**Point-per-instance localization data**
* * *

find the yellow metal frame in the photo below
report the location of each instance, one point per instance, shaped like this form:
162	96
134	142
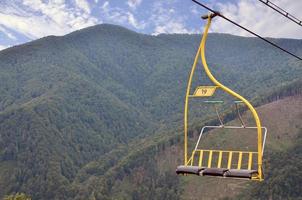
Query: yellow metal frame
201	54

* * *

**YOUR GOAL**
Return the records above verbatim, leaving out images.

**WRITTEN ANSWER**
find the yellow metal frame in the photo below
report the location of each instance, one point per instance, shaped like this form:
162	96
134	142
Query: yellow metal frame
201	54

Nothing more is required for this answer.